TASK GOAL:
Output exactly the lines from the line with "Please locate the brown sandal" through the end of the records below. Include nothing else.

RECORDS TO PROCESS:
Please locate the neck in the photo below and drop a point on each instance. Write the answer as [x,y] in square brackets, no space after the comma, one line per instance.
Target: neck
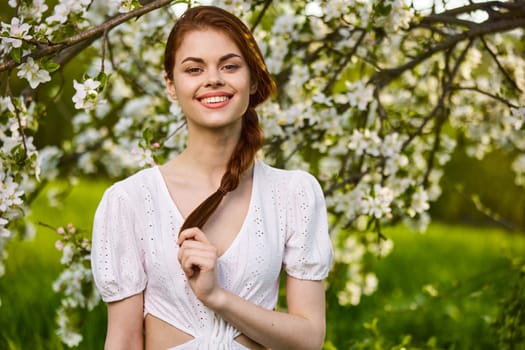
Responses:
[209,154]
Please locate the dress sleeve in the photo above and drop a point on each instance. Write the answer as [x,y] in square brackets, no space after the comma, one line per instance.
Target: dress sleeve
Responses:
[116,261]
[308,251]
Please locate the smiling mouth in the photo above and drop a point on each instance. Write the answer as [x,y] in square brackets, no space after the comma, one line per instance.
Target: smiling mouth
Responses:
[214,99]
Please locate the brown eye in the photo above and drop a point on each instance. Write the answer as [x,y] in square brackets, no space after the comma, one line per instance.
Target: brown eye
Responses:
[193,70]
[231,67]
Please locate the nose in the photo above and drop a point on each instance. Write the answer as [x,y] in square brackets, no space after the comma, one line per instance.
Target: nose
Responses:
[214,80]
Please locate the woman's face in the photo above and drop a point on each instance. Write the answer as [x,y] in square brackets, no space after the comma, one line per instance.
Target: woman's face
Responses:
[211,80]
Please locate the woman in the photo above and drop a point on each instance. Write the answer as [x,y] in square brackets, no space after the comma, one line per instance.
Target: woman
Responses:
[210,281]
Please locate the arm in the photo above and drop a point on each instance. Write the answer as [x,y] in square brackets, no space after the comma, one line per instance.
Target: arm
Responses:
[125,324]
[303,327]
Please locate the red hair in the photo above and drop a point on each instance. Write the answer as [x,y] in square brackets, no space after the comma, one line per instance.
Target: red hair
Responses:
[251,138]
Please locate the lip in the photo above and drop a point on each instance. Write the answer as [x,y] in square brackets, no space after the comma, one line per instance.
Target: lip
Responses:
[214,105]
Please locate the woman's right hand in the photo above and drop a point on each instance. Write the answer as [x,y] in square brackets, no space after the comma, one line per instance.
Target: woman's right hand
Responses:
[198,258]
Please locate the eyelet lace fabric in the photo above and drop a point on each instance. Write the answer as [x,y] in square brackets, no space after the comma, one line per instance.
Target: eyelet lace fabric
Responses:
[135,251]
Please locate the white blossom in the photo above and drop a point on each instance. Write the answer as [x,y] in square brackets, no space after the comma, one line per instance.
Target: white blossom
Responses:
[31,71]
[378,203]
[17,31]
[10,194]
[86,94]
[60,14]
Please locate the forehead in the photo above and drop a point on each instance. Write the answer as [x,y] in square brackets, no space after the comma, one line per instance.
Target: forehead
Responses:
[206,43]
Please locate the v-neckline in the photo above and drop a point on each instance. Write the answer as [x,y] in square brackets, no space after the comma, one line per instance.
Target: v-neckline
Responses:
[165,190]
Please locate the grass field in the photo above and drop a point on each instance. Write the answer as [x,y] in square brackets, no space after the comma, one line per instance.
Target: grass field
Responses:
[437,290]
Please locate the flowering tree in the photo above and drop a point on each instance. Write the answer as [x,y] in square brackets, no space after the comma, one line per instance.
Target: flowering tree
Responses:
[372,96]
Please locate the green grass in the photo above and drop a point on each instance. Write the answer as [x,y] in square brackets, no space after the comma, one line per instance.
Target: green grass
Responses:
[469,267]
[466,265]
[27,313]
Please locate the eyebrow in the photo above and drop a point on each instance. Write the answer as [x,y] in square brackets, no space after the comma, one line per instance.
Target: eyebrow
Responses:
[200,60]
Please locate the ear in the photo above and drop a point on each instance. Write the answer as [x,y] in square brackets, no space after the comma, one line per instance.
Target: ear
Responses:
[170,88]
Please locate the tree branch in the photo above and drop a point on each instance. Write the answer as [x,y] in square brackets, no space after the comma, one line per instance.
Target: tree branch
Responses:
[500,66]
[385,76]
[88,36]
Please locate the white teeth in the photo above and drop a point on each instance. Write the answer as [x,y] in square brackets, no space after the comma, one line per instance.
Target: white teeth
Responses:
[214,99]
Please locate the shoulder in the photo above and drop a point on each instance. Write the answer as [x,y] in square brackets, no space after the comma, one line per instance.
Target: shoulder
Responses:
[290,177]
[291,180]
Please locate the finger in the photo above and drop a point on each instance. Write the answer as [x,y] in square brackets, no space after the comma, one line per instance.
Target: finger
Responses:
[198,248]
[202,263]
[192,233]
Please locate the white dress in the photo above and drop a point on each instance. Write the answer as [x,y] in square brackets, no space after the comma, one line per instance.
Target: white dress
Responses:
[134,249]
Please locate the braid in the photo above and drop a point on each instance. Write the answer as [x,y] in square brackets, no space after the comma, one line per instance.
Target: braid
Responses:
[250,141]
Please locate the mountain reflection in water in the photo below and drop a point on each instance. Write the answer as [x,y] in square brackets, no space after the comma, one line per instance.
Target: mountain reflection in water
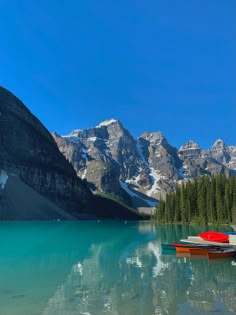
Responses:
[68,268]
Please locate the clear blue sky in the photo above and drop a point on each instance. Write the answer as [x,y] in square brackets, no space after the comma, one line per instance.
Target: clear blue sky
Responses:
[155,64]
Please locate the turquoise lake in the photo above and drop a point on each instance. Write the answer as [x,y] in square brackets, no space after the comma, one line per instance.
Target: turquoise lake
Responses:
[113,268]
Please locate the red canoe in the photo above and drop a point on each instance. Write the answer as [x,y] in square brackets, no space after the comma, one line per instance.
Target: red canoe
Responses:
[214,237]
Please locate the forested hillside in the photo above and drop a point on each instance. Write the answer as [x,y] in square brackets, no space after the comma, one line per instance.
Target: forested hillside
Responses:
[206,200]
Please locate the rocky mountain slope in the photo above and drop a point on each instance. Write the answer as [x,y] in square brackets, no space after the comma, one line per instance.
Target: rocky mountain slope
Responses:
[36,180]
[111,160]
[29,152]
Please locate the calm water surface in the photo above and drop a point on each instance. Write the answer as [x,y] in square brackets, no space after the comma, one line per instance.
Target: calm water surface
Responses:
[113,268]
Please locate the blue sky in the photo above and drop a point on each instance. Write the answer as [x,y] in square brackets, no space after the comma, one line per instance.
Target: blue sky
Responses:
[154,65]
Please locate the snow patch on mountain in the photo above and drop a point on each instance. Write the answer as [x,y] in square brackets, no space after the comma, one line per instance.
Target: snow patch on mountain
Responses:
[107,122]
[130,192]
[3,179]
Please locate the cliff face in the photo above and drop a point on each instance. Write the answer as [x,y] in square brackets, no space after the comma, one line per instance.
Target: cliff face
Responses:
[28,151]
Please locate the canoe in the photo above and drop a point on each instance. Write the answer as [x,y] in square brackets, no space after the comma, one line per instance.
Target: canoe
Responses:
[222,254]
[214,237]
[195,245]
[167,247]
[199,251]
[182,249]
[199,240]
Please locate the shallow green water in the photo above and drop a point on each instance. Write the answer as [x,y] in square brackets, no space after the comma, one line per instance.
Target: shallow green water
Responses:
[113,268]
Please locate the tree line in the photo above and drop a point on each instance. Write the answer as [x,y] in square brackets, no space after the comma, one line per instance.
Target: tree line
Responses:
[205,200]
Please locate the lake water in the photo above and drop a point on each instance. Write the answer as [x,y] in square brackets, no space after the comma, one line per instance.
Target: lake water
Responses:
[112,268]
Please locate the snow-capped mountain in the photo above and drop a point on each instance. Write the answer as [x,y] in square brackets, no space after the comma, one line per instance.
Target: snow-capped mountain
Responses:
[111,160]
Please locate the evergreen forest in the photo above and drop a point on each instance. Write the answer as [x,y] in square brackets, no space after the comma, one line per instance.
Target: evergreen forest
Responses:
[205,200]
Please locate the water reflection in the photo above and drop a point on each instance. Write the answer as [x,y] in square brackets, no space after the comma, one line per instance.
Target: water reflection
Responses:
[108,268]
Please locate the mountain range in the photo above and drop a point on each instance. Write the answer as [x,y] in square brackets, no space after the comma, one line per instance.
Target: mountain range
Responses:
[100,172]
[109,159]
[36,180]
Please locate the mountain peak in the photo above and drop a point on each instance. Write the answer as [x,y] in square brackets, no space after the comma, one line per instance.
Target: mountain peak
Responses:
[107,122]
[190,145]
[153,136]
[219,143]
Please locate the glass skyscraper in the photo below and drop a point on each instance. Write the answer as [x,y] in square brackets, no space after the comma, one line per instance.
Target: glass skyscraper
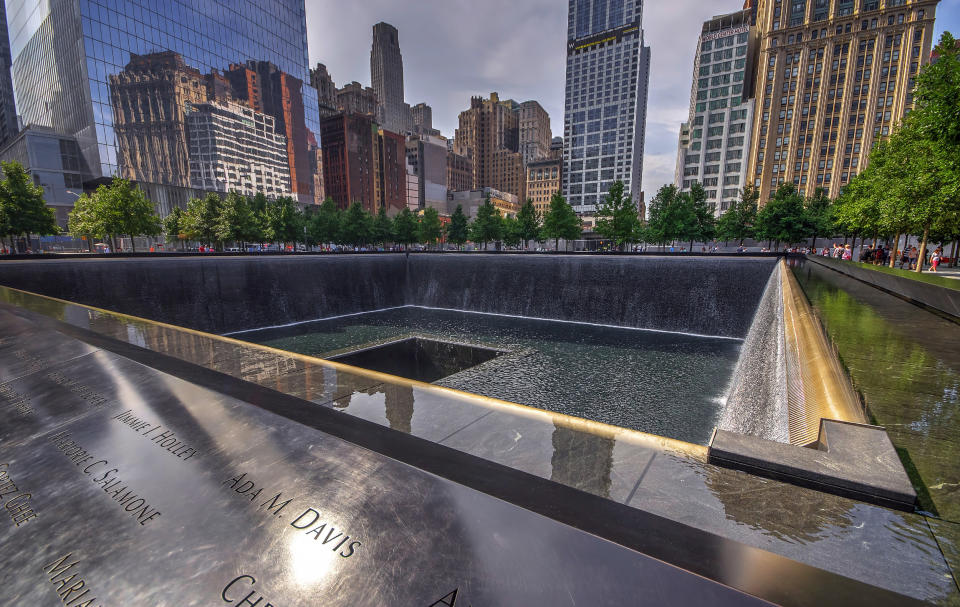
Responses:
[715,140]
[605,109]
[122,77]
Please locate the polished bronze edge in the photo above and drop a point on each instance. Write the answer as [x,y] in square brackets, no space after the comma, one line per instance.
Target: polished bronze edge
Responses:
[819,386]
[577,423]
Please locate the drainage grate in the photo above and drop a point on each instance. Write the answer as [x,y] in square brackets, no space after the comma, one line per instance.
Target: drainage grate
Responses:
[417,358]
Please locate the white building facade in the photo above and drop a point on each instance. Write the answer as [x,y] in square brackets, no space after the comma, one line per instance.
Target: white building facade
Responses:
[714,142]
[605,107]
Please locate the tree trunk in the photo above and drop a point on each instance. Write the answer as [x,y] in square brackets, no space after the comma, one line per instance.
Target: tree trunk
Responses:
[893,254]
[923,249]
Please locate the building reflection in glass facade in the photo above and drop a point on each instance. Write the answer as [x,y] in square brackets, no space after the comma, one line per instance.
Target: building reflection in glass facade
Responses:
[122,76]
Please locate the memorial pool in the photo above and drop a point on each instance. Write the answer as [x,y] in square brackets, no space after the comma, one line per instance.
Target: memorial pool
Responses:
[666,383]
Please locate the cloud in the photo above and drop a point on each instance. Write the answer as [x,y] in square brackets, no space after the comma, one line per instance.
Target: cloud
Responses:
[454,49]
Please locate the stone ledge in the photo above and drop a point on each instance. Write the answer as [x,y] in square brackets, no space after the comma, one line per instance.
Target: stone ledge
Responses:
[849,459]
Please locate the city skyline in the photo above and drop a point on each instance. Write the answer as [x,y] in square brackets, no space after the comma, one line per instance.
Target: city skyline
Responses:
[502,52]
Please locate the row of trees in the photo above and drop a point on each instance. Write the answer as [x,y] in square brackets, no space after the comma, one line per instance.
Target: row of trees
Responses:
[22,209]
[912,183]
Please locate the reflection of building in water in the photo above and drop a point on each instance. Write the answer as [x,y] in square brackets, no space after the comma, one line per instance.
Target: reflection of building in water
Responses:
[149,99]
[398,400]
[582,460]
[234,148]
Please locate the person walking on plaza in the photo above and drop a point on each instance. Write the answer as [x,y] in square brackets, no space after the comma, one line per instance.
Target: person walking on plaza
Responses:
[935,260]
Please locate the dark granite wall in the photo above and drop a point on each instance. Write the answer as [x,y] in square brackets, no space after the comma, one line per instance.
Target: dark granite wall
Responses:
[709,295]
[706,295]
[219,294]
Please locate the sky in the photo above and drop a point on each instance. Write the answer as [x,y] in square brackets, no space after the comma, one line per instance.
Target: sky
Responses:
[455,49]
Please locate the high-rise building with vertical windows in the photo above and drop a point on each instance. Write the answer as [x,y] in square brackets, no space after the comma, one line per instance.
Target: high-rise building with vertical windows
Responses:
[386,79]
[116,77]
[605,108]
[832,79]
[715,139]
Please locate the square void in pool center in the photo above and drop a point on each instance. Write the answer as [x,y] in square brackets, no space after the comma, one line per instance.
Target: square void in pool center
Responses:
[418,358]
[671,384]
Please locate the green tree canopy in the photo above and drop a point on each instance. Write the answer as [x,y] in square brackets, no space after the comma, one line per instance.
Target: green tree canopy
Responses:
[560,221]
[356,227]
[382,230]
[528,223]
[22,205]
[617,218]
[200,220]
[458,232]
[405,228]
[488,225]
[236,222]
[782,218]
[324,225]
[430,230]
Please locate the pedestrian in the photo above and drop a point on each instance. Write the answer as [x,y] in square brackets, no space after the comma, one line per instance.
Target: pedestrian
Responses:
[935,260]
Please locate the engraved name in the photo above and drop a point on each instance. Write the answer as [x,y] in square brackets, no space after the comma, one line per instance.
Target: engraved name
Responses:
[18,401]
[235,588]
[164,438]
[106,478]
[72,589]
[15,501]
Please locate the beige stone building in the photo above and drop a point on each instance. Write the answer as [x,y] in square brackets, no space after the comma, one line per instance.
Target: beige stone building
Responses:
[489,137]
[544,179]
[833,77]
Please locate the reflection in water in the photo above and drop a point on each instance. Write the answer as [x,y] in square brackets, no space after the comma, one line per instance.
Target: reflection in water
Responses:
[582,460]
[776,509]
[904,362]
[399,405]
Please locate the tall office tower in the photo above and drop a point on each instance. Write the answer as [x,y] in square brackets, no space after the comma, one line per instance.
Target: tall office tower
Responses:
[353,98]
[386,79]
[321,80]
[74,62]
[8,107]
[489,135]
[716,136]
[605,109]
[535,136]
[833,78]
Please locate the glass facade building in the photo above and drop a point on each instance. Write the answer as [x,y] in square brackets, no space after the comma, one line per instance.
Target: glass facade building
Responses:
[715,140]
[605,107]
[122,76]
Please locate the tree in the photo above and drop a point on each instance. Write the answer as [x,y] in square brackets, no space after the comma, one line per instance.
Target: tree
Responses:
[236,222]
[172,225]
[528,223]
[617,218]
[511,232]
[560,221]
[324,225]
[431,230]
[24,210]
[458,231]
[405,227]
[284,221]
[200,220]
[382,230]
[818,213]
[84,220]
[782,218]
[488,225]
[357,226]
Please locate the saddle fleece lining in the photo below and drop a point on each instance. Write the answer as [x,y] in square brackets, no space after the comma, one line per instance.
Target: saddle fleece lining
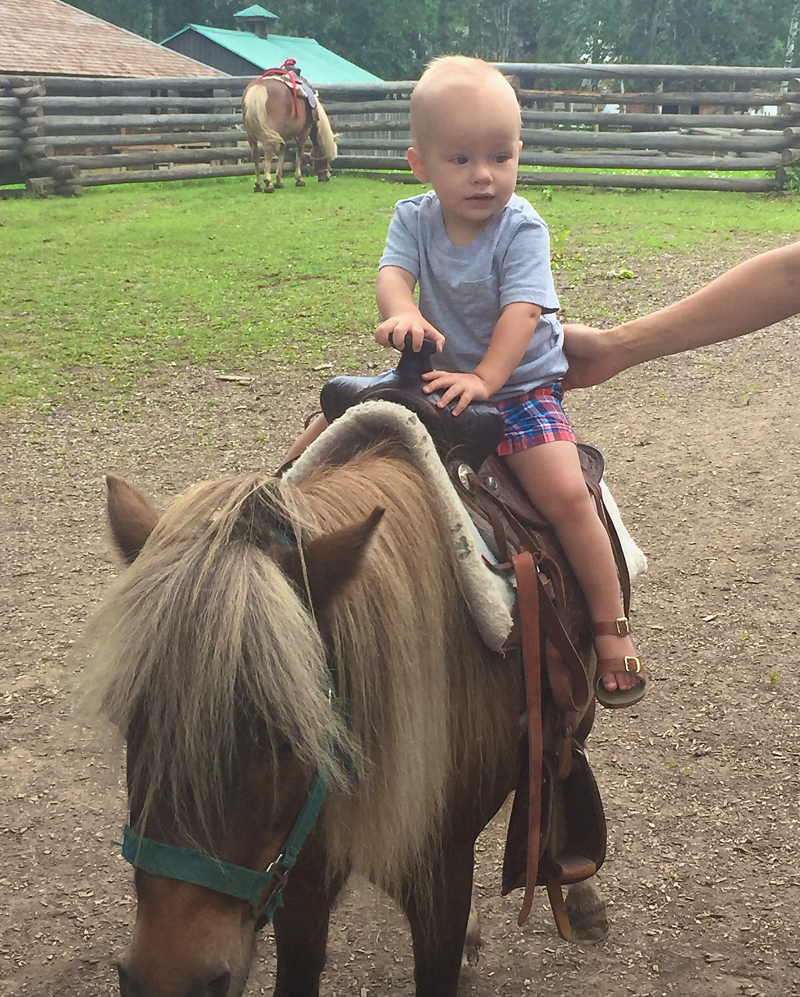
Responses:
[490,596]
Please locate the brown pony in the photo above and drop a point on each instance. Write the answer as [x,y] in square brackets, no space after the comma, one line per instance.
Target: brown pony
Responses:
[262,632]
[272,115]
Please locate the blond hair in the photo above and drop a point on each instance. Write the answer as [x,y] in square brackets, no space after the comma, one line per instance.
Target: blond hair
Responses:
[442,76]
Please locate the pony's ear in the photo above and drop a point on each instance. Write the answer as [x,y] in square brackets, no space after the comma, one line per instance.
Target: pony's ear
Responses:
[333,560]
[131,516]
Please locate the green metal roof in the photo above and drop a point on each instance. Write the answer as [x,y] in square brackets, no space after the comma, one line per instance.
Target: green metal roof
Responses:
[319,65]
[255,10]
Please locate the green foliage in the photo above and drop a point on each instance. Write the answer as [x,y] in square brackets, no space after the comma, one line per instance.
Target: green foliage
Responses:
[395,38]
[683,32]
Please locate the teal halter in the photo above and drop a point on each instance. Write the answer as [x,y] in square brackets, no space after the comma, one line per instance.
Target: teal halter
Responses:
[264,890]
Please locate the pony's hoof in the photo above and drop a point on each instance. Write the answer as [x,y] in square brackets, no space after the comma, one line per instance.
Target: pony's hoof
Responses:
[587,913]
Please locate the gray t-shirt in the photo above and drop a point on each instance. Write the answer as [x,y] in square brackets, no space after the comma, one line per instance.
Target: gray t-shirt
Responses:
[463,289]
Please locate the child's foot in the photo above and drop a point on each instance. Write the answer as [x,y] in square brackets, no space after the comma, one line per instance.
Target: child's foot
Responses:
[620,678]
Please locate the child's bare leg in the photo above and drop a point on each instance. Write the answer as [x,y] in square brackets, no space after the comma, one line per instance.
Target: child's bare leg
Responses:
[309,434]
[551,474]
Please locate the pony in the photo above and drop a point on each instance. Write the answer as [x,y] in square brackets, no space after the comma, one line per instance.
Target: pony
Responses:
[272,114]
[264,632]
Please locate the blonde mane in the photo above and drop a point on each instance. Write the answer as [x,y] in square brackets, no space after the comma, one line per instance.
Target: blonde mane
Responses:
[203,640]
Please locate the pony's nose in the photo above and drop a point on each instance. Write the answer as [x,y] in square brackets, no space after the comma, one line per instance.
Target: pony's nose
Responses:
[212,983]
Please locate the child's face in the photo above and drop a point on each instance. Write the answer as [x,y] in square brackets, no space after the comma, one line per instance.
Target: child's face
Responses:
[470,155]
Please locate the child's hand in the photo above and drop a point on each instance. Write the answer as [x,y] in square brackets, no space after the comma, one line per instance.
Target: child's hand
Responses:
[393,331]
[466,387]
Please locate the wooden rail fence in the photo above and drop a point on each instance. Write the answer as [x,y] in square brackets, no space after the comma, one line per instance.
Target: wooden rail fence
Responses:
[61,134]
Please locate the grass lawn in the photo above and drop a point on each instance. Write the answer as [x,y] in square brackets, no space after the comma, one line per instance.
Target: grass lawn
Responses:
[129,277]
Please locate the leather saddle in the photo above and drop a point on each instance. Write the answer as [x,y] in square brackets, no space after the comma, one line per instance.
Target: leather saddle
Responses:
[557,829]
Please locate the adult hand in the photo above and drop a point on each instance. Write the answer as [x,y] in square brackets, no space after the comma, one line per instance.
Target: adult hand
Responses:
[591,354]
[393,331]
[466,387]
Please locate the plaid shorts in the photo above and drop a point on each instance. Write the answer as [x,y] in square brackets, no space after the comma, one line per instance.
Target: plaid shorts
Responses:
[533,418]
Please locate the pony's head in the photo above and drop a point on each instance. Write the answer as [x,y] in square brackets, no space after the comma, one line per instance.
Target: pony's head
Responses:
[211,658]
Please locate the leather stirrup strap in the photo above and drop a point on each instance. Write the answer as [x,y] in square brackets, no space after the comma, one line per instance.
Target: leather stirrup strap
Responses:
[569,683]
[528,596]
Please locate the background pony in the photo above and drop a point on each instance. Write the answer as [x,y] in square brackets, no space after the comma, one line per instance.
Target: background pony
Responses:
[272,114]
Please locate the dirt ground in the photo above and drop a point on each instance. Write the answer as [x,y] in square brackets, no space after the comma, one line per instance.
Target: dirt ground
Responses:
[700,782]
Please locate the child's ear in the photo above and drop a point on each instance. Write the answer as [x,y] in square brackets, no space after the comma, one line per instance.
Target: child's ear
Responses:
[416,164]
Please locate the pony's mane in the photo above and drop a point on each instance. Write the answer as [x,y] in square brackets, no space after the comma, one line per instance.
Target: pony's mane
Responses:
[191,694]
[424,698]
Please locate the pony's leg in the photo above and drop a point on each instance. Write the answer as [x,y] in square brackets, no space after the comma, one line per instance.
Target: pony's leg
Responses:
[298,165]
[254,149]
[439,924]
[279,166]
[268,154]
[587,913]
[301,933]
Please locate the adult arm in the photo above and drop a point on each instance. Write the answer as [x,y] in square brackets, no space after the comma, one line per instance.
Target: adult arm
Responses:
[395,295]
[751,296]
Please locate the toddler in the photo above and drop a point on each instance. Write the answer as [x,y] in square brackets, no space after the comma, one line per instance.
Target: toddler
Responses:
[480,257]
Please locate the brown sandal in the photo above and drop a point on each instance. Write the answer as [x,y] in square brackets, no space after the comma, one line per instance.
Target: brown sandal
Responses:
[616,698]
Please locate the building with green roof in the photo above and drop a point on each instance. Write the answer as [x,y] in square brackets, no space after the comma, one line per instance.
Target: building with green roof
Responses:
[254,48]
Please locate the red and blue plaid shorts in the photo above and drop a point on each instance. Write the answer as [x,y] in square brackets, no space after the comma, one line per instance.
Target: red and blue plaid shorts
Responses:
[533,418]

WRITTEN ANSWER:
Please locate the brown sandal in the photo above and drop a point on each instance. Write the answer as [x,y] in square brackets, no space after the comma, one line per instance.
Target: brown sandal
Responses:
[616,698]
Please locate the building with green roof in the photo above and drop a point on each instance. Write the answer as [x,y] in square brackets, no space after the comma, one line per instance.
Target: building with green roof
Responses:
[254,48]
Please locate the red and blue plaid shorts in the photo above and drop a point on each instance. Write the answer as [x,y] in square brackets, no space after the comma, one line per instance.
Target: red and blue plaid shorts
Responses:
[533,418]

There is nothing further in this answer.